** Start of INPUT MATERIAL **

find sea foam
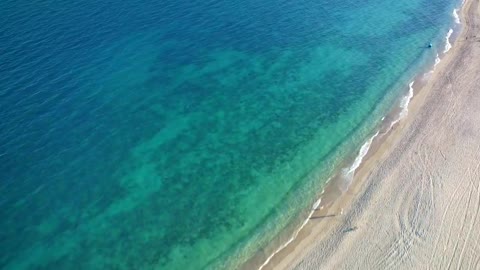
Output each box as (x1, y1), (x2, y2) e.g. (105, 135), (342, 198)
(258, 196), (322, 270)
(453, 9), (460, 24)
(400, 81), (415, 119)
(344, 131), (380, 180)
(443, 29), (453, 53)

** End of INPUT MATERIAL **

WHAT YOU HAVE TO DO: Rewrite the listing with "box" changed to "rectangle" and everything else left as it is, leaving the pictures out.

ANSWER TO THE EXERCISE:
find sea foam
Output each rectangle as (x1, y1), (x2, y2) e.g. (105, 135), (342, 198)
(258, 196), (322, 270)
(453, 9), (460, 24)
(400, 81), (415, 119)
(344, 131), (380, 180)
(443, 29), (453, 53)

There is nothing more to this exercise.